====== Record excerpts ======

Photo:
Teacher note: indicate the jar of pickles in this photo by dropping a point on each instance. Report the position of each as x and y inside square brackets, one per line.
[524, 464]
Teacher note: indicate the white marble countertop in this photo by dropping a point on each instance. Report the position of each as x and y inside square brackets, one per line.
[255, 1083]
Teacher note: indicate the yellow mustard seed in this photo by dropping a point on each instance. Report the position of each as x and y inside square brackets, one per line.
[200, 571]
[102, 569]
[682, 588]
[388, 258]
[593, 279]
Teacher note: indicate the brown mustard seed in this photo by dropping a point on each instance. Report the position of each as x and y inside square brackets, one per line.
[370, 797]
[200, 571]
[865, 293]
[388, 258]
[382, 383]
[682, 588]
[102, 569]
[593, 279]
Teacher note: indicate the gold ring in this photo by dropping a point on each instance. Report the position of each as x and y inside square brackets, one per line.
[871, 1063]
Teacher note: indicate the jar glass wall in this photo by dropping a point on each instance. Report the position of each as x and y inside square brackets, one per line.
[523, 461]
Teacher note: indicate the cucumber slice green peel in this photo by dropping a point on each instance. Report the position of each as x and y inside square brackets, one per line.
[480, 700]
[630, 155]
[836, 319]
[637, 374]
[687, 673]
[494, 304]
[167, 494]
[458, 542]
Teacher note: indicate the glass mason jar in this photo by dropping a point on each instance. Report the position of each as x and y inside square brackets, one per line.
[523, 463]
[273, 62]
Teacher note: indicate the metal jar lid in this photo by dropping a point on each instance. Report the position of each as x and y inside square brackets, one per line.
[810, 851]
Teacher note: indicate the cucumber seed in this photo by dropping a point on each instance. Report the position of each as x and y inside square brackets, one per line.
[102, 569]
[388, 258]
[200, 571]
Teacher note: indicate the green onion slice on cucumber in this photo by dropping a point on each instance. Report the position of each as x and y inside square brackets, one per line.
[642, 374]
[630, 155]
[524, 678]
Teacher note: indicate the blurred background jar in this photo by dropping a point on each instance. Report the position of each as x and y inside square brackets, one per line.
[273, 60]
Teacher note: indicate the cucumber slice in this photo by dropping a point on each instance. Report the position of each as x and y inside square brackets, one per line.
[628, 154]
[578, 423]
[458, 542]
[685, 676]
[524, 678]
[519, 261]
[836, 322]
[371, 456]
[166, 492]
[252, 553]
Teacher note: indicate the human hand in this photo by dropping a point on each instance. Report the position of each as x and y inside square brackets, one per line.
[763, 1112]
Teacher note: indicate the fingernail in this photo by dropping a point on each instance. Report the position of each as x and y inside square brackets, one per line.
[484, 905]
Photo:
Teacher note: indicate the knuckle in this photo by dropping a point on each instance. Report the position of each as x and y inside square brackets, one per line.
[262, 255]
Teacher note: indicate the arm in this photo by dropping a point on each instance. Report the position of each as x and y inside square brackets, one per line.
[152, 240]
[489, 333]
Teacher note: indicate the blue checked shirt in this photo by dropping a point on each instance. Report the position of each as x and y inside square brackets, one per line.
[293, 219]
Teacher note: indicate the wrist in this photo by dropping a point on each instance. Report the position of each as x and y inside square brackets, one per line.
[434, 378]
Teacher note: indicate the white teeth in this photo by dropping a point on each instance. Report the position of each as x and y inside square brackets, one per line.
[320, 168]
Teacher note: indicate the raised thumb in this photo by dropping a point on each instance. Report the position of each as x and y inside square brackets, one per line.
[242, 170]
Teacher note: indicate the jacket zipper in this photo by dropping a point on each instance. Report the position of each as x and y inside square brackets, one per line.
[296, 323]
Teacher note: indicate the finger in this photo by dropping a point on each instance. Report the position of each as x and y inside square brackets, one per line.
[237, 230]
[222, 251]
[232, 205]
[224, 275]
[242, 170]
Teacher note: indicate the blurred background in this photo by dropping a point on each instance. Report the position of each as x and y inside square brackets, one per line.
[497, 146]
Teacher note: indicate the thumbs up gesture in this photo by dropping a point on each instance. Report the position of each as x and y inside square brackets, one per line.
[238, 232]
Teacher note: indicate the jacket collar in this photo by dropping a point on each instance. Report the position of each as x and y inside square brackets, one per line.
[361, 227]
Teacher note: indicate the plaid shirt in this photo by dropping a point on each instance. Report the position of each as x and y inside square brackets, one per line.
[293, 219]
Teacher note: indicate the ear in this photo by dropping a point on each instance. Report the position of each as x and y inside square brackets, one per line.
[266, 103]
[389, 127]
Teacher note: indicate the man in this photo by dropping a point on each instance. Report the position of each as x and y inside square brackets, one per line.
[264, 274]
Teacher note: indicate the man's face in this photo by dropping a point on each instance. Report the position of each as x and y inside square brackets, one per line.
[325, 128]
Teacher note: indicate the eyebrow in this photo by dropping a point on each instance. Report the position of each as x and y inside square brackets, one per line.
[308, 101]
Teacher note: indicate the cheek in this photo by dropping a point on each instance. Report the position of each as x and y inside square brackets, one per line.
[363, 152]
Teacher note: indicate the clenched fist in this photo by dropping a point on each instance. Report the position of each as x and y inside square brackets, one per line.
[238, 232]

======

What the task requires :: Reproduce every line of the listing above word for word, in the same order.

Output of the task ::
Photo:
Teacher note: indicate the jar of pickles in this photo by dropping a point on each instance. Report the position of each as x and y inside square brackets, one per line.
[524, 464]
Teacher note: indicate the white marble countertop in this photo by dropping a point on each instance. Report the position of each as x and y inside square brackets, one per line.
[255, 1083]
Teacher note: indicate the yellow mustard seed in this photo by dropping a point on each instance. Report the position of each as x and y inside square brackets, one per line.
[200, 571]
[102, 569]
[682, 588]
[388, 258]
[593, 279]
Teacher note: indicate the brown mustard seed in this photo by dropping a point on each instance. Report the position of each as x and y inside square brackets, one per line.
[370, 797]
[200, 571]
[865, 293]
[388, 258]
[382, 383]
[682, 588]
[102, 569]
[593, 279]
Teacher note: indicate the gold ring in this photo by dropping a point on each instance. Report the position of each as x and y inside square brackets, one per line.
[871, 1063]
Teacher note: indicate the jar glass wall in this photo by dropping a point on each instance. Report the position of each as x and y inside square brackets, one per line.
[523, 461]
Teacher note: indicate the cucumber slice green peel in this photo by dropping a point on each instance. Report the position of each as x and y inside square brackets, one per line.
[480, 700]
[630, 155]
[836, 319]
[637, 374]
[687, 673]
[494, 304]
[167, 494]
[458, 542]
Teacher note: indicate the glass mason jar in this photo by dropping a point on each instance. Report the position of each as x and y inside square brackets, one per line.
[523, 463]
[273, 62]
Teacher note: indicate the metal jar lid in this photo by dropping a point on each instance. Report the position of each as x and y inside square brackets, one per line.
[810, 851]
Teacher note: indicate the cucumber seed in this photo by dropping a point on each instance. Report the position of each as x and y inside square brackets, one per line.
[102, 569]
[388, 258]
[200, 571]
Teacher note: indicate the green onion slice on cucumber in this photo by dropping a point on each instance. Report the position of each as x and y inside square brackets, one per line.
[642, 374]
[630, 155]
[524, 678]
Teacher note: indicate the blurred background jar in this photo by dropping a point on each instance. Report the position of each as x and y inside square brackets, one per line.
[273, 60]
Teacher note: indicate the cucumber slice in this photo by dropping a point on each instance. Report the position of each as x and y inside square brackets, one per line.
[628, 154]
[578, 423]
[458, 542]
[685, 676]
[524, 678]
[519, 261]
[836, 322]
[371, 456]
[166, 492]
[252, 553]
Teacher note: indicate the human hand in this photo by dropping a point on each instance. Report the position of each as x and y inside square brackets, one per line.
[763, 1112]
Teacher note: indicate the fingernail in this photo by dropping a point on each instance. Report the position of each as x and y inside square brackets, one per line.
[484, 905]
Photo:
Teacher note: indicate the knuckle in this photo by dropping a point on each instance. Report the position of each as x and y inside square brackets, one per line.
[262, 255]
Teacher note: indicate the arm in this photo by dropping a point on each instance. Report the position of each as x and y inside square brackets, one per line.
[152, 240]
[489, 333]
Teacher note: indicate the blue checked shirt in this photo by dropping a point on each instance. Report the position of each as x and y inside square brackets, one per line.
[293, 219]
Teacher note: indicate the wrist in this photo by dropping a point on each instance. Report the position of each as x and y inside square brackets, one per line.
[434, 378]
Teacher note: indicate the white teeth in this photo by dropping a point on each instance. Report the position of each as x and y inside square brackets, one per line.
[320, 168]
Teacher note: indicate the raised thumb in this photo by dropping a point on each instance. Report the position of each as x and y inside square brackets, one per line.
[242, 170]
Teacher note: indicate the jacket zipper in this photo by dropping a point on each instance. Report the position of each as x and y inside square brackets, one per line.
[296, 323]
Teacher note: indicate the finger in this photo by dropping a point on each instance. Report the position of each as x and y inside square brackets, one per line.
[237, 230]
[222, 251]
[232, 205]
[224, 275]
[242, 170]
Teacher note: indicate the blurred background in this photo by dropping a point on each instance. Report the position of each as x and y inside square brackets, one per line.
[497, 146]
Teacher note: indicate the thumbs up gesture in this photo by dropping a point on each instance. Report the position of each as x and y inside square brackets, one per line.
[238, 232]
Teacher note: indicate the jacket collar in this photo by dropping a point on each instance. Report the position of each as x and y inside square brackets, one per line.
[361, 227]
Teacher note: indicate the plaid shirt in this photo by dropping a point on each instance. Report the position of each as x and y inside square brackets, one per line.
[293, 219]
Teacher note: indicate the ear in this photo by dropping a point on each instance. Report the position of each as x and y inside square brackets, one per line.
[266, 103]
[389, 127]
Teacher note: indicate the man in this photo by dropping a point on each instance. Report the position of each as x and y inside square brackets, one per line.
[264, 274]
Teacher note: indicate the man's face in this photo by dropping a point on each instance. Report the position of each as x and y inside square brackets, one per line.
[325, 128]
Teacher note: indicate the eyebrow in this photo by dropping a point on each instance. Report the position of each as x and y inside square brackets, one per line.
[308, 101]
Teacher note: indicate the cheek in this photo by dropping a point on each instance. Report the position of each as x and y inside square brackets, one per line.
[363, 152]
Teacher note: indicate the clenched fist in this photo by dropping a point on each instance. Report the position of each as x and y inside square brackets, one per line.
[238, 232]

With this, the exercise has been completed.